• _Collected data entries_
=======

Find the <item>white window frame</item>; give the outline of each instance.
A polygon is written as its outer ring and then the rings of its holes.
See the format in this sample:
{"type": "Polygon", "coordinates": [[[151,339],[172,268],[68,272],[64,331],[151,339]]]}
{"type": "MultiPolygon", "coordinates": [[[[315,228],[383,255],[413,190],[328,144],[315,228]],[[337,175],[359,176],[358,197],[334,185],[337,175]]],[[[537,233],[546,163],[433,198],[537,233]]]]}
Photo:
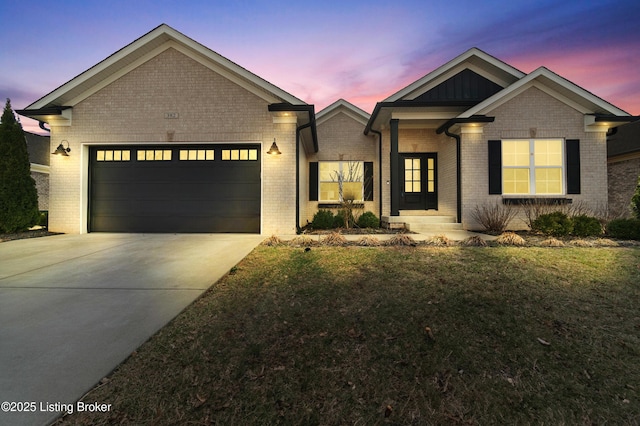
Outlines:
{"type": "MultiPolygon", "coordinates": [[[[359,171],[359,180],[348,180],[348,181],[344,181],[344,182],[360,182],[360,198],[353,200],[354,202],[358,202],[358,203],[362,203],[364,202],[364,161],[360,161],[360,160],[336,160],[336,161],[332,161],[332,160],[326,160],[326,161],[318,161],[318,202],[320,203],[341,203],[344,200],[342,199],[338,199],[338,200],[327,200],[327,199],[323,199],[322,198],[322,184],[323,183],[338,183],[338,179],[337,179],[337,173],[343,174],[343,173],[348,173],[348,167],[349,164],[354,164],[357,163],[358,164],[358,171],[359,171]],[[338,164],[338,168],[339,170],[335,170],[334,172],[332,172],[331,174],[331,180],[322,180],[322,163],[337,163],[338,164]]],[[[338,192],[338,197],[342,198],[342,195],[338,192]]]]}
{"type": "Polygon", "coordinates": [[[511,195],[539,195],[539,196],[554,196],[554,195],[566,195],[567,192],[567,176],[566,176],[566,152],[565,152],[565,139],[564,138],[513,138],[513,139],[502,139],[501,150],[503,153],[503,158],[501,160],[502,163],[502,194],[511,196],[511,195]],[[528,166],[505,166],[504,165],[504,144],[505,142],[515,142],[515,141],[529,141],[529,165],[528,166]],[[560,141],[560,150],[562,158],[560,160],[559,166],[536,166],[535,165],[535,143],[536,141],[560,141]],[[558,193],[544,193],[538,194],[536,190],[536,169],[557,169],[560,168],[560,192],[558,193]],[[518,192],[518,193],[505,193],[504,190],[504,171],[508,169],[528,169],[529,170],[529,192],[518,192]]]}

=======

• _What to work on_
The answer consists of the records repeated exactly, without any images.

• _Answer to this problem_
Find the <item>white window frame</item>; give the outline of each instance.
A polygon is written as its outer ring and then the rings of its holes.
See the format in this sample:
{"type": "Polygon", "coordinates": [[[151,339],[172,268],[68,272],[64,331],[151,339]]]}
{"type": "MultiPolygon", "coordinates": [[[[315,228],[383,255],[413,190],[328,144],[315,228]],[[337,175],[359,176],[358,197],[334,185],[337,175]]],[[[537,233],[546,163],[433,198],[537,233]]]]}
Photo:
Outlines:
{"type": "MultiPolygon", "coordinates": [[[[359,171],[359,180],[348,180],[348,181],[344,181],[344,182],[360,182],[360,198],[353,200],[354,202],[358,202],[358,203],[362,203],[364,202],[364,161],[360,161],[360,160],[336,160],[336,161],[332,161],[332,160],[326,160],[326,161],[318,161],[318,202],[320,203],[341,203],[344,200],[342,199],[338,199],[338,200],[327,200],[327,199],[323,199],[322,198],[322,184],[323,183],[338,183],[338,179],[337,179],[337,173],[343,174],[343,173],[348,173],[348,167],[349,164],[354,164],[357,163],[358,164],[358,171],[359,171]],[[338,164],[338,168],[339,170],[335,170],[334,172],[332,172],[331,174],[331,180],[322,180],[322,163],[337,163],[338,164]]],[[[338,192],[338,197],[342,198],[342,195],[338,192]]]]}
{"type": "Polygon", "coordinates": [[[511,195],[539,195],[539,196],[554,196],[554,195],[566,195],[567,192],[567,176],[566,176],[566,152],[565,152],[565,139],[564,138],[513,138],[513,139],[502,139],[501,150],[503,153],[503,158],[501,160],[502,163],[502,194],[511,196],[511,195]],[[528,166],[505,166],[504,165],[504,144],[505,142],[515,142],[515,141],[529,141],[529,165],[528,166]],[[560,141],[560,150],[562,158],[560,160],[559,166],[536,166],[535,165],[535,143],[536,141],[560,141]],[[558,193],[544,193],[538,194],[536,190],[536,169],[557,169],[560,168],[560,192],[558,193]],[[518,192],[518,193],[505,193],[504,190],[504,171],[508,169],[528,169],[529,170],[529,192],[518,192]]]}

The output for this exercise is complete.